▸ SOURCE EXTRACT
....

Re: All Taxi Services need Index Clustered Heap Append - Mailing list pgsql-hackers

From Darafei "Komяpa" Praliaskouski
Subject Re: All Taxi Services need Index Clustered Heap Append
Date
Msg-id CAC8Q8tKKbkhGVJGvnrrq7HGhhBSuFqZL7zOM29Hi0S4BLBvP6Q@mail.gmail.com
Whole thread Raw
In response to Re: All Taxi Services need Index Clustered Heap Append  (Ants Aasma <ants.aasma@eesti.ee>)
List pgsql-hackers


пн, 5 мар. 2018 г. в 19:48, Ants Aasma <ants.aasma@eesti.ee>:
On Mon, Mar 5, 2018 at 2:11 PM, Darafei "Komяpa" Praliaskouski
<me@komzpa.net> wrote:
>> This approach mixes well with hash
>> partitioning. It would be neat indeed if PostgreSQL do something
>> equivalent on its own, and pluggable storage work being done could
>> enable index organized tables that would help. But you probably need
>> something right now.
>
>
> Fixing glaring issues (no vacuum and thus no Index-Only Scan on append-only
> tables, vacuum processing all of the eternity of btree) by 11 will get most
> of spike-nails out of the microservice code, and we can probably live with
> them until 11 gets to RDS.
>
> I also don't see why a pluggable storage is a must for the clustered write.
> Postgres does have a mechanism for selecting the next page to write tuple
> to, right now it's just looking at FSM - but what if it just peeked at
> existing index that already has enough the data to route tuple to correct
> page on write?

The mechanism you outlined would likely work for your use case, but it
has many issues that prevent it from being universally useful. From
the top of my head:

* One extra index descent per insertion (I/O for this is necessary
anyway, but CPU work is duplicated).

This part is going to be needed for any version of such mechanisms.
It is going to only be enabled for CLUSTERed tables only, so most people won't be affected.
 
* We don't currently track the amount of bloat. A mechanism that does
this needs to be added.

We've got number of tuples and number of pages in relation. We know we're degraded when number of tuples is going toward number of pages. It seems to be enough for a good enough cutoff heuristic.
 
* If table hits the bloat limit there will be a sudden change in
behavior. This is pretty nasty from an operations point of view.

....

▸ EXERCISE INPUTS
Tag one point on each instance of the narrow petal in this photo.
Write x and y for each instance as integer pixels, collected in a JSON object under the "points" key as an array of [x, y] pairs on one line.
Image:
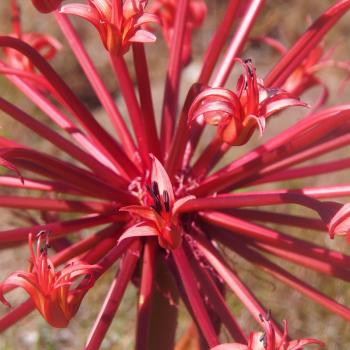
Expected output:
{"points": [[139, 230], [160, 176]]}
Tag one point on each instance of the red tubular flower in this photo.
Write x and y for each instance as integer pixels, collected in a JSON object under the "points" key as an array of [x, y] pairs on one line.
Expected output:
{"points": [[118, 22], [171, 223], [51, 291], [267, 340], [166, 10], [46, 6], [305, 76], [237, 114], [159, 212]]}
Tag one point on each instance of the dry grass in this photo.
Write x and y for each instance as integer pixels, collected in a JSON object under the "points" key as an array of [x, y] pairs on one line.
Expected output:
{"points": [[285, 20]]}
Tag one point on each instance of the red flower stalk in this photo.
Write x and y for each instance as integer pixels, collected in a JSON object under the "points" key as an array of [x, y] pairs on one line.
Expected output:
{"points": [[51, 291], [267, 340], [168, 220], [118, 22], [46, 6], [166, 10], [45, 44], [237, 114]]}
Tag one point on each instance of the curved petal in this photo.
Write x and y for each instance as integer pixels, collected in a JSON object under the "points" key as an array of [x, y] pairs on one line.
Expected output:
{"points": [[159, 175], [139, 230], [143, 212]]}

....

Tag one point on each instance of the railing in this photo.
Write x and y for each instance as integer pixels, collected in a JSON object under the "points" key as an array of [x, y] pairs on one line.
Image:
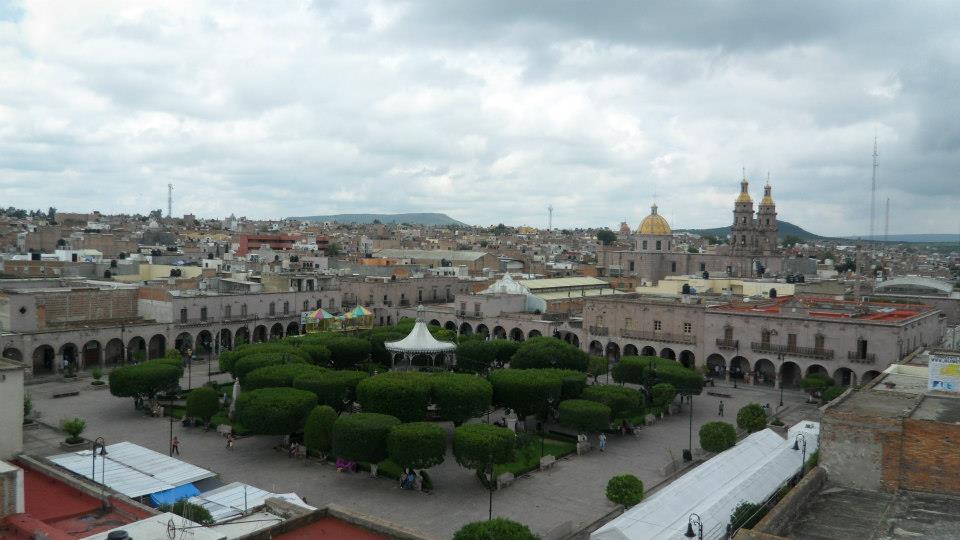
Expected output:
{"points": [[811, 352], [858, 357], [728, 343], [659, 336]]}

....

▸ DIRECTIVE 1
Identify and copy every line of the records that contains the word "petal", with case counting in the match.
▸ DIRECTIVE 2
Go on with the PostgreSQL mailing-list thread about index clustered heap append, starting after its final line.
The mailing-list thread and the records have nothing to do with each other.

▸ WRITTEN REPLY 1
Tag one point on each instance of the narrow petal in this photo.
Tag one point on each instance of the curved petal in this photo.

▸ WRITTEN REPLY 2
We can omit the bloat limit for PoC implementation and see if that is enough. It may happen that there are other ways to calculate sibling pages that will handle both ascending and descending insertion.
 
* With your (id,ts) clustering and data coming in mostly ordered by
timestamp, after initial warmup, each page will contain rows from a
single id, but different ids are arbitrarily interleaved. This is
better than current state, but people might want to have an
interleaving step bigger than 8kB to better utilize storage hardware.

8kb is what btree index offers in clustered fashion, and people are okay with that, isn't it?

When thinking of this I thought "ok, how can we make the current heap behave like a perfectly-clustered btree, given we've got a perfectly-clustered btree nearby, but cannot use split operation since we cannot move a tuple between pages". This was the best I can think of, for now. Do you have better idea? :)
 
* It seems that with a common (ts) clustering and age of timestamp
coming from an exponential distribution, this will quickly bloat to
threshold and then insert data in a rather arbitrary order. This is
much worse than the default behavior.

Can you please explain how is it going to happen? I see that such process is going to quickly start reusing previous pages, and not reach threshold, as a page that has enough space to hold the newly coming tuple will be among the list of pages acquired form index. Clustering will likely not be perfect but will reorder at least part of the tuples. 

Please note that every tuple inserted to heap by FSM is going to drag the tuples following it into that page, before the limiting mechanism kicks in because of no space on that page.

Providing an out-of-the-box solution in core PostgreSQL would of
course be best, but 

Let's stop right here. We need out of box solution in core, it would be best, period. I'll happily discuss out-of-postgres solutions out-of-postgres list :)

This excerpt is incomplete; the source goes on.